══ 元の文章 ══

和食を支える冬の大事な野菜の一つ、大根!

f:id:pegasasu-0120:20171027093628j:plain

寒くなると暖かい物が食べたくなる…ん~、火の扱いを知った人間ならではの発想ですね。

さて、今月も11月に入り今年も残りあと今月と来月の二回で終わってしまうという…そして年末と言えば、寒さが強くなり12月に入れば雪も降ってくるものです。雪は嫌ですね。

雪も降るような日には、外に出ないでゆっくりと家の中で暖かく過ごしたくなりますね。

今でこそ暖房器具や衣類も冬用が充実しており、「寒い、寒い」とはいえ、家の中では大抵がぬくぬくと過ごす訳ですが…その昔、江戸時代とかではいったいどのように過ごしていたのでしょうかね?

 

実は江戸時代の日本と言うのは「小氷期」と呼ばれる地球全体が寒い時期に重なっており、どのくらい寒いかと言うと「墨田川が完全に凍る級」だそうです。

さて、そこまで厳しい冬期になると冬を越す為に様々な物が考えられたのは当然となり、火鉢をはじめ炬燵行火、さらにはカイロの原型となる温石などが使われていました。そして、冬に食べ物不足に備えて、乾燥させたり漬物にしたり、はたまた発酵させたり等をして長期保存ができるように加工や工夫がされていました。

 

そんな冬場の日本の食を支えた野菜として、皆さんご存知の大根があります。当時も今と変わらず乾物や漬物にされ冬越の保存食として厳しい冬には重宝されておりました。

また、大根はご存知の通り根の部分を主に食べるわけですが、葉っぱの部分も食べることが出来、大根菜と言う名前で今も出されている事もあります。

豆知識として、大根は生で食べても滅多な事では食あたりしない所から、当たらない役者を「大根役者」や野球で当たらないバッターを「大根バッター」と呼んだりします。

 

さて、この時期においしい大根には、風邪予防に良いビタミンCを始めとするビタミン類の他にカルシウムや食物繊維が豊富に含まれており、そのほかに分解酵素の一つであるアミラーゼやオキシターゼを含んでいます。

アミラーゼは、古くから知られた消化酵素の一つで、成分を取り出して胃薬や消化剤の薬としても販売されており、胃もたれ・胸やけの治療・予防薬として重宝されていました。有名な夏目漱石「吾輩は猫である」の本文の中にも、実際に薬として使われる描写がある辺りから、明治時代にはすでに周知された成分であったと言えます。

═══
══ 渡された資料 ══

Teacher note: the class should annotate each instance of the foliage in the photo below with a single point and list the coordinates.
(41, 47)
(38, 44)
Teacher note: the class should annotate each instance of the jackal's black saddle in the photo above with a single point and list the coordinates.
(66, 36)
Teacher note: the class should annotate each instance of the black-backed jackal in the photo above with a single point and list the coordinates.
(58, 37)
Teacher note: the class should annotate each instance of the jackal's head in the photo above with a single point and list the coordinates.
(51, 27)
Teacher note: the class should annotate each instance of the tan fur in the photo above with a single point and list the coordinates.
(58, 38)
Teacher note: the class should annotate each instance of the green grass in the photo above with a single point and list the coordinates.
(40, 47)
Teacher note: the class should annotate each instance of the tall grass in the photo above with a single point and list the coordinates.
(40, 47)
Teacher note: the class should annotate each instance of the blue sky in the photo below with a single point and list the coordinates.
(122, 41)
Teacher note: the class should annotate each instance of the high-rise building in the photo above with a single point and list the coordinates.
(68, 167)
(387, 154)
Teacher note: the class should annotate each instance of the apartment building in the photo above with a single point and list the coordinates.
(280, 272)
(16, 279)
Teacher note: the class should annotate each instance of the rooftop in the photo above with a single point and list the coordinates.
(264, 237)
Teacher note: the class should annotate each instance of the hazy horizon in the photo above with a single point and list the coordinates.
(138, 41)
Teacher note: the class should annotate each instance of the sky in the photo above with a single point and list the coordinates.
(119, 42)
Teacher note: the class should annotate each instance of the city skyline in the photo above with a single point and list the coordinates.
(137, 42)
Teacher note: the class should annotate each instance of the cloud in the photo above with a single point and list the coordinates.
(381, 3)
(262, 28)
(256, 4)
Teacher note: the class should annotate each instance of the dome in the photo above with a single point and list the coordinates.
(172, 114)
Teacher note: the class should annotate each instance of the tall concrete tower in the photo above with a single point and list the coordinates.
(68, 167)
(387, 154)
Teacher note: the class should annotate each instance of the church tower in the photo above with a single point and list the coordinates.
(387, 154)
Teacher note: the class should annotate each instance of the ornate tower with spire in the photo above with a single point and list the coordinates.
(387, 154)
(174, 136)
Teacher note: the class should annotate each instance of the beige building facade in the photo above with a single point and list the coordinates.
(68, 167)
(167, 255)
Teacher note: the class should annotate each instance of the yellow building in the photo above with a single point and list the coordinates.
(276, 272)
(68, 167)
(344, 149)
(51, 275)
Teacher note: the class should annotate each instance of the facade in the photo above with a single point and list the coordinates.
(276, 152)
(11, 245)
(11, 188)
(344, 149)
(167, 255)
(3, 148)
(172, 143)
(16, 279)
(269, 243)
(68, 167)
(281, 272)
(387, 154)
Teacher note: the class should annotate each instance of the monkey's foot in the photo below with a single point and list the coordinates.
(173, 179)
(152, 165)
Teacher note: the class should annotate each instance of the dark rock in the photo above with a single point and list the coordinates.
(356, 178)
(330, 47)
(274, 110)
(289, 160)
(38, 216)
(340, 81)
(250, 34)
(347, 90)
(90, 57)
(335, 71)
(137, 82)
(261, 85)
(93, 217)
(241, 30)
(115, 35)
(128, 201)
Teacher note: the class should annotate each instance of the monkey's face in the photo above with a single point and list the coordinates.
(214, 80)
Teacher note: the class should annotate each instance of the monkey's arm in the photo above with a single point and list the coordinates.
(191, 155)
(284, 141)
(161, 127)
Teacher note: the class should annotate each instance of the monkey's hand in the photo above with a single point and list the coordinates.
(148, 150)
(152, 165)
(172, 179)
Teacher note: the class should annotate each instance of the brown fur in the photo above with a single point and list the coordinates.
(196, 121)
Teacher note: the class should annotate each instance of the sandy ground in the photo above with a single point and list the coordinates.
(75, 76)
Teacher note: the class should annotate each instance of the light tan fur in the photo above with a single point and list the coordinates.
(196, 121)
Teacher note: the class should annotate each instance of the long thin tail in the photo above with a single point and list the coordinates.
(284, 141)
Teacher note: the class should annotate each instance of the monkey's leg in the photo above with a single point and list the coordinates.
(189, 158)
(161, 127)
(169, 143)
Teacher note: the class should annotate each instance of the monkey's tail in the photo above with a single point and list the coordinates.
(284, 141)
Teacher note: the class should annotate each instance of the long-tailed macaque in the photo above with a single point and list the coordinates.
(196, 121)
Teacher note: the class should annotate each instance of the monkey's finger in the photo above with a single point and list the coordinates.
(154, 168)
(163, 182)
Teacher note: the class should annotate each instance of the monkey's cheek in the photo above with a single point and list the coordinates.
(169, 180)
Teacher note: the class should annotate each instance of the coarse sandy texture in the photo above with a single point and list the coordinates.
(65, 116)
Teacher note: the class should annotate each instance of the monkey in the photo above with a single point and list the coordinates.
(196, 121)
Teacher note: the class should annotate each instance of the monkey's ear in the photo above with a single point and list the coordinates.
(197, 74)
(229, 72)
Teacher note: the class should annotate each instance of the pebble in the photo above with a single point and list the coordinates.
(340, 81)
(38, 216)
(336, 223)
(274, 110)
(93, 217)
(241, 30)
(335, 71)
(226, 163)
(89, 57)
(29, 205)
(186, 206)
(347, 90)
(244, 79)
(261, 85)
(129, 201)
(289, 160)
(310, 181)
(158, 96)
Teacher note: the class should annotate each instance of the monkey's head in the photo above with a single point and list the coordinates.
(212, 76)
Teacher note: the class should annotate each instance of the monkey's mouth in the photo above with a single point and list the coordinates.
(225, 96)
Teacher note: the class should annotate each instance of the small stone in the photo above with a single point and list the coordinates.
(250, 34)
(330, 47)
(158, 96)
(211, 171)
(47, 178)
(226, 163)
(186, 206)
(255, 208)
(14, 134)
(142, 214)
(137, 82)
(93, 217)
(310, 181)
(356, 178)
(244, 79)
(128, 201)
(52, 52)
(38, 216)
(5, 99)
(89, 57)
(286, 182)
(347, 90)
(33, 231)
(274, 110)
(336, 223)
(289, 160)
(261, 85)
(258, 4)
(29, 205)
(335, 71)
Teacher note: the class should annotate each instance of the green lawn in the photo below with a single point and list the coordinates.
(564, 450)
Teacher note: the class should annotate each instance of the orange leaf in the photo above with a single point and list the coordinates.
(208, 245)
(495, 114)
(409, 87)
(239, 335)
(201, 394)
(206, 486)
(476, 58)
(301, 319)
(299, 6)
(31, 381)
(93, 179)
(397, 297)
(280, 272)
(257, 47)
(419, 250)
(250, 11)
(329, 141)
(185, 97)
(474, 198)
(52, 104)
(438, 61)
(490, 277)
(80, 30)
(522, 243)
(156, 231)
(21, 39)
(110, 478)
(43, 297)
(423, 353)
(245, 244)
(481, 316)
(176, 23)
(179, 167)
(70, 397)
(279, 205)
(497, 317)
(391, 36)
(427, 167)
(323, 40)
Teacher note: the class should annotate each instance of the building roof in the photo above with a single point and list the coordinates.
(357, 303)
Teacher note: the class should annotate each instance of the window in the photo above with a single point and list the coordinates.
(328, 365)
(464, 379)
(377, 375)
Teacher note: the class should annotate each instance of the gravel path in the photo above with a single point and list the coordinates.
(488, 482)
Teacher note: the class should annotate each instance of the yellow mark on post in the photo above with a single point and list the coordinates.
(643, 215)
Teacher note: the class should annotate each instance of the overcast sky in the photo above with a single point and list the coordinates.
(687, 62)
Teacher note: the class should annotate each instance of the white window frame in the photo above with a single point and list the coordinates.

═══

大根の文章から、「今でこそ暖房器具や衣類も冬用」を含む言葉で始まって「冬には重宝されておりました。」で終わる部分を、一字も変えずに書き写してください。

▶ **書いた答え**
今でこそ暖房器具や衣類も冬用が充実しており、「寒い、寒い」とはいえ、家の中では大抵がぬくぬくと過ごす訳ですが…その昔、江戸時代とかではいったいどのように過ごしていたのでしょうかね?

 

実は江戸時代の日本と言うのは「小氷期」と呼ばれる地球全体が寒い時期に重なっており、どのくらい寒いかと言うと「墨田川が完全に凍る級」だそうです。

さて、そこまで厳しい冬期になると冬を越す為に様々な物が考えられたのは当然となり、火鉢をはじめ炬燵行火、さらにはカイロの原型となる温石などが使われていました。そして、冬に食べ物不足に備えて、乾燥させたり漬物にしたり、はたまた発酵させたり等をして長期保存ができるように加工や工夫がされていました。

 

そんな冬場の日本の食を支えた野菜として、皆さんご存知の大根があります。当時も今と変わらず乾物や漬物にされ冬越の保存食として厳しい冬には重宝されておりました。